# WORK INSTRUCTIONS
**1)** Please duplicate the part of the post below about Gladwell's critique of Free from "Amazon wants their" to "trying to debunk.".
**2)** In the post below about Gladwell's critique of Free, why does the writer say Gladwell's joke about drug companies misreads the word "free"? Answer in one to three sentences.
**3)** Answer these questions on the post below about Gladwell's critique of Free:
(a) What position does Chris Anderson hold?
(b) How much did Genzyme spend developing Myozyme?
(c) What does the writer compare the phrase "information wants to be free" to?

# TEXT SHOWN
= Beginning of Section =
Malcolm Gladwell's critique of Free that appears in the latest New Yorker is a sharply and persuasively argued counterpoint to Wired editor Chris Anderson, whose new book (which I haven't read) expands on the adage that says "information wants to be free." If it does, Anderson seems to ask, what does that mean for our economy? Well, it likely means that anyone who has been making money on the scarcity of information needs to find another source. Newspapers, for example.
Gladwell's comments about the cost of running YouTube are witty, although they may not apply to journalists who work on a much smaller scale. But his overall argument concludes with this somewhat saggier bit of logic about the drug industry:
The expensive part of making drugs has never been what happens in the laboratory. It’s what happens after the laboratory, like the clinical testing, which can take years and cost hundreds of millions of dollars. In the pharmaceutical world, what’s more, companies have chosen to use the potential of new technology to do something very different from their counterparts in Silicon Valley. They’ve been trying to find a way to serve smaller and smaller markets — to create medicines tailored to very specific subpopulations and strains of diseases — and smaller markets often mean higher prices. The biotechnology company Genzyme spent five hundred million dollars developing the drug Myozyme, which is intended for a condition, Pompe disease, that afflicts fewer than ten thousand people worldwide. That’s the quintessential modern drug: a high-tech, targeted remedy that took a very long and costly path to market. Myozyme is priced at three hundred thousand dollars a year. Genzyme isn’t a mining company: its real assets are intellectual property—information, not stuff. But, in this case, information does not want to be free. It wants to be really, really expensive.
The adage "information wants to be free" doesn't imply that the owners of the information want it to be free. The history of the information age is littered with companies who fought tooth and nail against such an idea, and that history is still being written, with new examples every day. I'll smile at his poke at the metaphor's anthropomorphism ("But information can’t actually want anything, can it? Amazon wants the information in the Dallas paper to be free, because that way Amazon makes more money.") But it's just a descriptive phrase, like saying the molecules of a gas want to be far apart, which doesn't mean we should give them them vote.
His coup de grâce about the drug companies who make expensive products for a niche market contains a joke that misreads the word "free." Information wants to be free from constraint, which probably, eventually means free of cost, too, but that's a side effect. Gladwell ignores the fact that the drug companies can make expensive drugs only because they've been able to control the information for a brief window.
Amazon wants their raw material for the Kindle (information) to be free (to them), and drug companies want their products (information, essentially) to be expensive (to their customers). There's nothing confusing about that, but what the adage implies is that when the raw material is information, keeping this status quo will be difficult. Selling information for a price will eventually be hard. If information wanted to be expensive, there'd be no need for the patent battles that drug companies are waging to keep it bottled up and no waiting period for a generic drug. Unconstrained, those molecules eventually leak out, and how long can artificial constraints remain effective?
I'm not sure what I think of Anderson's thesis, but Gladwell's example, taken a bit further, makes the case that he's trying to debunk.
= End of Section =
# Point localization data
= Beginning of Section =
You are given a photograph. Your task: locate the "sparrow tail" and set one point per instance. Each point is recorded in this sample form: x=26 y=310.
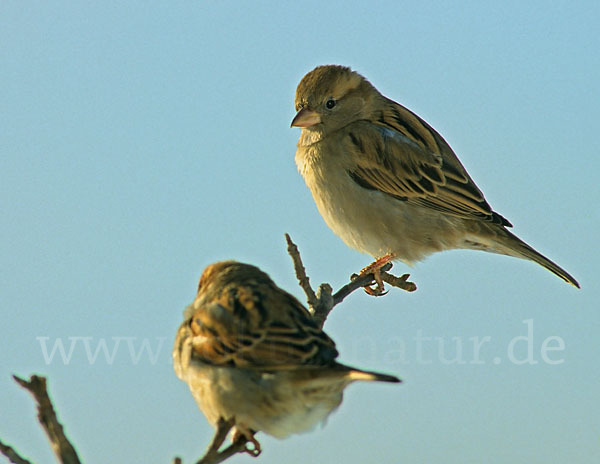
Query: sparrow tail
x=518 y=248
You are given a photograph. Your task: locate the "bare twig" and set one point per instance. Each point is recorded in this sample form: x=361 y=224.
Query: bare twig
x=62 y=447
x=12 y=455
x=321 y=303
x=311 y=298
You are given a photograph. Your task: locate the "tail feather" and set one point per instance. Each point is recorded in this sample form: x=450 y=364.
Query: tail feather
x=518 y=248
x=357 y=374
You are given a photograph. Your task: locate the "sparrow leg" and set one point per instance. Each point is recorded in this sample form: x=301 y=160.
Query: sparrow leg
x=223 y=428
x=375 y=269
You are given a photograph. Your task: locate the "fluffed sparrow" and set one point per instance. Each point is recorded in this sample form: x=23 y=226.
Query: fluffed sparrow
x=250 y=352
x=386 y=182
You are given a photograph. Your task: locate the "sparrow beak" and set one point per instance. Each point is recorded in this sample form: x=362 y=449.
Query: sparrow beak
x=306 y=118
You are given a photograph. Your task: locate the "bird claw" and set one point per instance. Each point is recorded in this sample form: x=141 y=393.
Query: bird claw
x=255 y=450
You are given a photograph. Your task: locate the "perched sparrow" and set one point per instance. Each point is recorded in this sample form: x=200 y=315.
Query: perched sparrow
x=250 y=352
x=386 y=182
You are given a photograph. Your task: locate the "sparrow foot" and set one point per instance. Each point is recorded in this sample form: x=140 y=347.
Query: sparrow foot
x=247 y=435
= End of Section =
= Beginning of Section =
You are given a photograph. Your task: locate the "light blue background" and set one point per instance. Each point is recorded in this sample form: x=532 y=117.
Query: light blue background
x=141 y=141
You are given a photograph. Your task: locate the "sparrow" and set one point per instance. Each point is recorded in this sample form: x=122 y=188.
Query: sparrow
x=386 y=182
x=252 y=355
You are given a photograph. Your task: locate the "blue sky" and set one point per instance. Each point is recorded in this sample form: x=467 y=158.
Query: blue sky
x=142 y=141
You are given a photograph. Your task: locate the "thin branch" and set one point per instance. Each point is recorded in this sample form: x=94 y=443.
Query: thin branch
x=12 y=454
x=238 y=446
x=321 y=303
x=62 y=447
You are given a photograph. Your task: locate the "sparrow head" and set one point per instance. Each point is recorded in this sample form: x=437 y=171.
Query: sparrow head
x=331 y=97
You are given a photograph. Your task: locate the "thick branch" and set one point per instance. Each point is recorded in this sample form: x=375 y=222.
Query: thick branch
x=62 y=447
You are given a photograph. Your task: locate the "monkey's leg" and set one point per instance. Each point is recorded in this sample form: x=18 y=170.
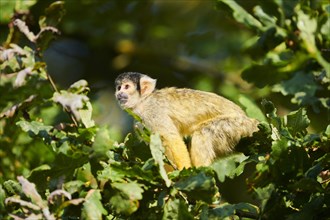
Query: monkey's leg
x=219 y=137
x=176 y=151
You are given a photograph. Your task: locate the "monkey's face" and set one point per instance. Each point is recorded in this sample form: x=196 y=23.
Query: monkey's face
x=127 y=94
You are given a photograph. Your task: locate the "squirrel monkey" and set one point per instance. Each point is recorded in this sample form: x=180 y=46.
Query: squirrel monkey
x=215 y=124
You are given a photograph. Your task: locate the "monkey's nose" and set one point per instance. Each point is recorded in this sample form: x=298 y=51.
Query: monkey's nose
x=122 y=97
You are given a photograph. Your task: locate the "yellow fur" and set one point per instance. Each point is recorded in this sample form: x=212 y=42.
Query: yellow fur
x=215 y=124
= End of Section =
# ANSWER LIST
**1)**
Amazon wants their raw material for the Kindle (information) to be free (to them), and drug companies want their products (information, essentially) to be expensive (to their customers). There's nothing confusing about that, but what the adage implies is that when the raw material is information, keeping this status quo will be difficult. Selling information for a price will eventually be hard. If information wanted to be expensive, there'd be no need for the patent battles that drug companies are waging to keep it bottled up and no waiting period for a generic drug. Unconstrained, those molecules eventually leak out, and how long can artificial constraints remain effective?
I'm not sure what I think of Anderson's thesis, but Gladwell's example, taken a bit further, makes the case that he's trying to debunk.

**2)** Gladwell's joke treats "free" as meaning free of cost, but the adage means free from constraint. Lower cost is only a likely side effect of that. Drug companies can charge high prices only because they have controlled the information for a brief window.

**3)**
(a) He is the editor of Wired.
(b) Five hundred million dollars.
(c) Saying that the molecules of a gas want to be far apart.